[Task requirements] Format every line of the rows below as a Markdown table with two columns, No. and Line. Number the lines in order and leave out blank ones.
####################
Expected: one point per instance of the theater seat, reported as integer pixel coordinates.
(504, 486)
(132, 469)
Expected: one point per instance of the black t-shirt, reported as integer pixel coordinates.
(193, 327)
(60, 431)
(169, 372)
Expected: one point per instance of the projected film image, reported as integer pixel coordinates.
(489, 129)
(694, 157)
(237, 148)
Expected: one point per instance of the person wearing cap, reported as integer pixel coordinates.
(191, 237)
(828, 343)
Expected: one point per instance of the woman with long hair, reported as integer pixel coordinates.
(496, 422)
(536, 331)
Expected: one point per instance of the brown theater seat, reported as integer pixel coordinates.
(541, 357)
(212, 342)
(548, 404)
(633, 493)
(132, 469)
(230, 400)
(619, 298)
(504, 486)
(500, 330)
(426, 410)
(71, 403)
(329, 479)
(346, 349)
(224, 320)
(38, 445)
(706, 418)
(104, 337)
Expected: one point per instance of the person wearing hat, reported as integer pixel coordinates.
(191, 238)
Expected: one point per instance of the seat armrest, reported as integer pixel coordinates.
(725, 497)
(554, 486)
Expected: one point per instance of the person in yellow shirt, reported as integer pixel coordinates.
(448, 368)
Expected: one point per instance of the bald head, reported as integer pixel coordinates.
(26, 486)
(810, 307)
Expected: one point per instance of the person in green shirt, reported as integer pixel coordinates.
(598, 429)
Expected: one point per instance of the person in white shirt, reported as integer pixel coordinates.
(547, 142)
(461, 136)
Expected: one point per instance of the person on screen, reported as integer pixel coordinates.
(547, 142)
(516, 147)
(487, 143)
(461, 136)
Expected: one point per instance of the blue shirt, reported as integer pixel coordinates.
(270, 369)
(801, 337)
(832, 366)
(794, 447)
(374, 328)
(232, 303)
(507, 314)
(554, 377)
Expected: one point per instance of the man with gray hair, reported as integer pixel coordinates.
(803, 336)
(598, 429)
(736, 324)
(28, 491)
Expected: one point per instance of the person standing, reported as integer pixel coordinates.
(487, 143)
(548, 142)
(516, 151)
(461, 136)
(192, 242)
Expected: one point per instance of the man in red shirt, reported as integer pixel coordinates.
####################
[In response]
| No. | Line |
|---|---|
| 1 | Expected: one point per instance of the theater seat, reported as integer pixel coordinates. |
| 2 | (504, 486) |
| 3 | (132, 469) |
| 4 | Expected: one point per instance of the black t-shirt, reported as integer pixel coordinates. |
| 5 | (193, 327) |
| 6 | (60, 431) |
| 7 | (169, 372) |
| 8 | Expected: one point per instance of the projected film image, reported as integer pixel coordinates. |
| 9 | (489, 129) |
| 10 | (694, 157) |
| 11 | (237, 148) |
| 12 | Expected: one point per instance of the person wearing cap, reported as integer pixel coordinates. |
| 13 | (191, 237) |
| 14 | (828, 343) |
| 15 | Expected: one point per instance of the woman with long hair, reported as integer pixel coordinates. |
| 16 | (496, 422) |
| 17 | (536, 331) |
| 18 | Expected: one point per instance of the brown theater seat, reported as integer pixel coordinates. |
| 19 | (541, 357) |
| 20 | (212, 342) |
| 21 | (548, 404) |
| 22 | (633, 493) |
| 23 | (132, 469) |
| 24 | (230, 400) |
| 25 | (619, 298) |
| 26 | (504, 486) |
| 27 | (500, 330) |
| 28 | (426, 410) |
| 29 | (71, 403) |
| 30 | (329, 479) |
| 31 | (346, 349) |
| 32 | (224, 320) |
| 33 | (38, 445) |
| 34 | (706, 418) |
| 35 | (104, 337) |
| 36 | Expected: one point per instance of the person wearing hat, reported as integer pixel coordinates. |
| 37 | (191, 238) |
| 38 | Expected: one point per instance of the seat armrest, reported as integer pixel coordinates. |
| 39 | (725, 497) |
| 40 | (554, 486) |
| 41 | Expected: one point per instance of the person in yellow shirt, reported as integer pixel coordinates. |
| 42 | (448, 368) |
| 43 | Expected: one point per instance of the bald head, reported as integer pixel coordinates. |
| 44 | (26, 486) |
| 45 | (810, 307) |
| 46 | Expected: one point per instance of the person in green shirt, reported as integer pixel coordinates. |
| 47 | (598, 429) |
| 48 | Expected: one point per instance of the person in white shirt, reported as integer pixel coordinates. |
| 49 | (547, 142) |
| 50 | (461, 136) |
| 51 | Expected: one point per instance of the person on screen, reported as integer pixel coordinates. |
| 52 | (547, 142) |
| 53 | (516, 147) |
| 54 | (487, 143) |
| 55 | (461, 136) |
| 56 | Expected: one point per instance of the blue shirt, reported as integer pixel coordinates. |
| 57 | (270, 369) |
| 58 | (801, 337) |
| 59 | (832, 366) |
| 60 | (794, 447) |
| 61 | (374, 328) |
| 62 | (232, 303) |
| 63 | (507, 314) |
| 64 | (554, 377) |
| 65 | Expected: one point per instance of the man with gray hair, reported as integer pixel coordinates. |
| 66 | (803, 336) |
| 67 | (598, 429) |
| 68 | (736, 324) |
| 69 | (28, 491) |
| 70 | Expected: one point per instance of the person standing, reported as integer pixel coordinates. |
| 71 | (487, 143) |
| 72 | (548, 142) |
| 73 | (516, 151) |
| 74 | (461, 136) |
| 75 | (192, 242) |
| 76 | Expected: one point per instance of the man in red shirt, reported as integer pixel coordinates. |